■ Record set ■
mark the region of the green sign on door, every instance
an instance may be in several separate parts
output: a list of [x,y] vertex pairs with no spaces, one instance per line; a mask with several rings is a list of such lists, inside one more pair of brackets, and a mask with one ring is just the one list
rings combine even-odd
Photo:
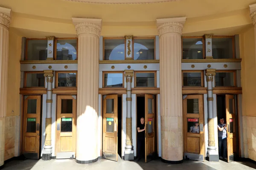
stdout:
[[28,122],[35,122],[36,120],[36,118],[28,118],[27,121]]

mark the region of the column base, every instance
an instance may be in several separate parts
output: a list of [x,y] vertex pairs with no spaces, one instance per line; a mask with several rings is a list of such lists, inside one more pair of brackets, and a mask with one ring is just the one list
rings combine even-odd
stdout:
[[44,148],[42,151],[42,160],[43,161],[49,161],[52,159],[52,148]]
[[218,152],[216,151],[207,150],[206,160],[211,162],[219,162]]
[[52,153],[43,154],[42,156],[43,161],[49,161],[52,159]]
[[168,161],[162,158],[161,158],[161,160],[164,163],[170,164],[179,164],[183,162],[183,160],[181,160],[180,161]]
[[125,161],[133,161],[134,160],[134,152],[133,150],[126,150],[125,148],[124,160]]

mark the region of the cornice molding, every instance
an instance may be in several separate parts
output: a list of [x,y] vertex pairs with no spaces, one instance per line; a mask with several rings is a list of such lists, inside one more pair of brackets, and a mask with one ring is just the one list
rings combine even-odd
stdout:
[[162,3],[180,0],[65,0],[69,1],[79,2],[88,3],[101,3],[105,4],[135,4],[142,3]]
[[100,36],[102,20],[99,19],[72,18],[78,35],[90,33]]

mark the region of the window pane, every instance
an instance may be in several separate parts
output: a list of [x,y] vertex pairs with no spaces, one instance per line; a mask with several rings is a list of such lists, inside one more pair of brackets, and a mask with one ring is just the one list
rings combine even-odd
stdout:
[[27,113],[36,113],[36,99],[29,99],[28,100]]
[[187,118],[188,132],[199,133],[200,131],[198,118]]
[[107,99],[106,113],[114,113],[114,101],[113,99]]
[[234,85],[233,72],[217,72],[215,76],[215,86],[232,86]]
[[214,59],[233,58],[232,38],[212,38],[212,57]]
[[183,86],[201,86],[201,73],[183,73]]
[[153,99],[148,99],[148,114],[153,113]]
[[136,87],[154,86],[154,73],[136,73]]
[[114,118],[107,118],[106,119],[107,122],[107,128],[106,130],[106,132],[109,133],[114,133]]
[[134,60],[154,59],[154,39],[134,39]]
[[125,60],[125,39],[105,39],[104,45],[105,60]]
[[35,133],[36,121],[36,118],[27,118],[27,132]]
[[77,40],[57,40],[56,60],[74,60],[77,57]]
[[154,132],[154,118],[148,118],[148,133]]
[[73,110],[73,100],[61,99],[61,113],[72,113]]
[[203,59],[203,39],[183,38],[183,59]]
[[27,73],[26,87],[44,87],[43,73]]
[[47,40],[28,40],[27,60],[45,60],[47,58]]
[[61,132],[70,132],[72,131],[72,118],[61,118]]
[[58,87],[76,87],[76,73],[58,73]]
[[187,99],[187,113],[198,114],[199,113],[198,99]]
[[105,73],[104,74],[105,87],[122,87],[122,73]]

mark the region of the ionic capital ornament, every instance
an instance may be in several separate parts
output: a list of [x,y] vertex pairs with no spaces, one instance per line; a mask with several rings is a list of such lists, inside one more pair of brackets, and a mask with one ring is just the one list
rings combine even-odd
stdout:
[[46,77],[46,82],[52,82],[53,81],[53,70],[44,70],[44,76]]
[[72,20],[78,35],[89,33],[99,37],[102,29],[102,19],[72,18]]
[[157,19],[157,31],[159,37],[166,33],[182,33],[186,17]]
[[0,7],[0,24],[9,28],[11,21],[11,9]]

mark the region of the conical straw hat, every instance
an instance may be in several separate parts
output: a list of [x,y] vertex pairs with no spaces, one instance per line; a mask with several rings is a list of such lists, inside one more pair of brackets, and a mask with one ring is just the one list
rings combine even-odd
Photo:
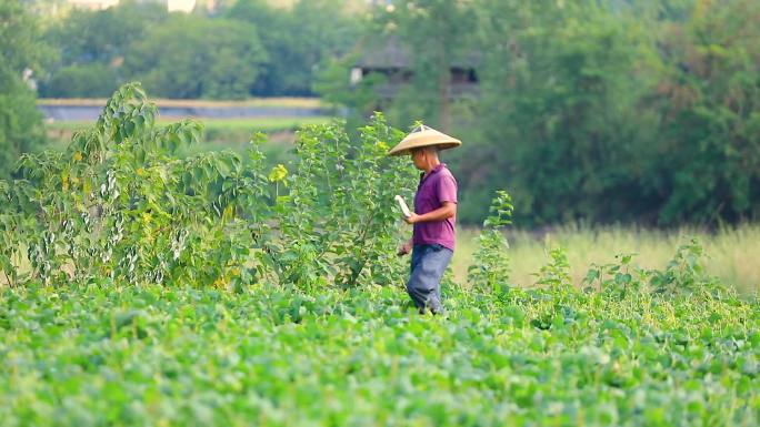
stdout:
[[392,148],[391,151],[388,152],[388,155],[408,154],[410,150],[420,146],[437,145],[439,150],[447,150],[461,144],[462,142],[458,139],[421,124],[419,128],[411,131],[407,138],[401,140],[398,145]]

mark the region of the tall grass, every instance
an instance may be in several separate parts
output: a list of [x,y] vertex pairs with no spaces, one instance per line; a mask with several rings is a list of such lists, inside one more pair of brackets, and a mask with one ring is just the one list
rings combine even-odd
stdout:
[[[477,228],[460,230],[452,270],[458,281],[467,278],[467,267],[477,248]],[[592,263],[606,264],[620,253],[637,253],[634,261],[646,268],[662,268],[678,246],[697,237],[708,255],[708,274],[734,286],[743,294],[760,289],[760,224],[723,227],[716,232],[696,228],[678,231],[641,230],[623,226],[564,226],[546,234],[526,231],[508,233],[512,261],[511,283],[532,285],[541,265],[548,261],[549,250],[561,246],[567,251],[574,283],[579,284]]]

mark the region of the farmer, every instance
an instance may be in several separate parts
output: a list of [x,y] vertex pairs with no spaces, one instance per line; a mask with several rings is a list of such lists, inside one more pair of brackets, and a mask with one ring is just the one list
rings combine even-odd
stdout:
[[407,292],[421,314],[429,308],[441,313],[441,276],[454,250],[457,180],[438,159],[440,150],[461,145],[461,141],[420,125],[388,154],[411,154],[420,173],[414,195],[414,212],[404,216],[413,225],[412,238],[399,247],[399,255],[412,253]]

--

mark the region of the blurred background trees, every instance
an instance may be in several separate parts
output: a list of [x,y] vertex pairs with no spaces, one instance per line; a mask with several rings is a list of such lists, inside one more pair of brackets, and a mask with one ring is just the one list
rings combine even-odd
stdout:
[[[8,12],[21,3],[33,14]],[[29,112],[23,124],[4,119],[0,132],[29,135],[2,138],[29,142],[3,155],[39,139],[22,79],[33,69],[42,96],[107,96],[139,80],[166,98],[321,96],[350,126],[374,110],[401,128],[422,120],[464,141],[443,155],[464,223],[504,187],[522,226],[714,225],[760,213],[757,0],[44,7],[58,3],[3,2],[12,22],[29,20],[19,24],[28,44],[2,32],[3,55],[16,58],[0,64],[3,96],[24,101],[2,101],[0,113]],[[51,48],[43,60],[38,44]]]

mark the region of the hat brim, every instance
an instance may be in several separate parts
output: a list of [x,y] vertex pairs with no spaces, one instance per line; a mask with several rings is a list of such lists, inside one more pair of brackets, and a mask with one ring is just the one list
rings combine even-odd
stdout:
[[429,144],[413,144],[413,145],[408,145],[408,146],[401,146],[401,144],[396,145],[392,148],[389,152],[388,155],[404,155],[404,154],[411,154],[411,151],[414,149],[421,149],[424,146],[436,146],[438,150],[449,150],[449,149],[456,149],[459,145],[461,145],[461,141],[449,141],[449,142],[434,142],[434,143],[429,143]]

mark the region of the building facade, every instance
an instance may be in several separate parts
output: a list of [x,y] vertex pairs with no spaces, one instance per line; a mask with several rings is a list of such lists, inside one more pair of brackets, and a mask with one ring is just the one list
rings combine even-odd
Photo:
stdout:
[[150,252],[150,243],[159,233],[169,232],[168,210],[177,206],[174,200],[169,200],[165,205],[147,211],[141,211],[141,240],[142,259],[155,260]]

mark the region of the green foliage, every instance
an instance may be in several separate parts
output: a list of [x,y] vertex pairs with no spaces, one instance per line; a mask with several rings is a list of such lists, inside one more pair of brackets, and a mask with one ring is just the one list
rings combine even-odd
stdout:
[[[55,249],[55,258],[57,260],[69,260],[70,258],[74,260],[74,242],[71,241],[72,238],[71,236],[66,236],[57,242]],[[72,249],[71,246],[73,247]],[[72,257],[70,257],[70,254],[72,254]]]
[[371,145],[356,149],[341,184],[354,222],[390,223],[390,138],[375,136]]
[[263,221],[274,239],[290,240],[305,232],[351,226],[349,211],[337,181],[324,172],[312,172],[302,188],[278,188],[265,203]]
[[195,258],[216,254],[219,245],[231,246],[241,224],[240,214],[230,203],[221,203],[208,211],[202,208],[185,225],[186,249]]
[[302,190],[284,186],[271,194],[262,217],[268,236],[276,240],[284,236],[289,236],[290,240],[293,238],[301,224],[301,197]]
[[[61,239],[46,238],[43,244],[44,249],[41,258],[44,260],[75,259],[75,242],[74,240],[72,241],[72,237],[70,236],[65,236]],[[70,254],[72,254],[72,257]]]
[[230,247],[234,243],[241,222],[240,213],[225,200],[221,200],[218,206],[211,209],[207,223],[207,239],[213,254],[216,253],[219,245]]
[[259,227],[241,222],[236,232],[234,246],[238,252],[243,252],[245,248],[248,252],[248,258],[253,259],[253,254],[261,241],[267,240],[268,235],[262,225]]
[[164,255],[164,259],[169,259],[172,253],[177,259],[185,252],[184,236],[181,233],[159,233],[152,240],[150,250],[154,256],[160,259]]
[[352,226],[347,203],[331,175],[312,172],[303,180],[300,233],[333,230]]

■ Exercise prompt ■
Revise the material in the stretch from the line containing "mark the region of the green sign" through the line containing "[[28,122],[35,122],[36,120],[36,118],[28,118],[27,121]]", changing "vertex pairs" to "coordinate pairs" and leaving everything else as it is. Omit the pictures from your answer.

■ Reply to the exercise ■
mark the region of the green sign on door, every instance
an instance may be in several separate parts
output: a list of [x,y] coordinate pairs with no spaces, one instance per line; a mask with several rings is a list of such lists, inside one more pair of brackets, and a mask with one ring is just the one list
rings combine even-odd
Photo:
stdout:
[[28,122],[35,122],[36,120],[36,118],[28,118],[27,121]]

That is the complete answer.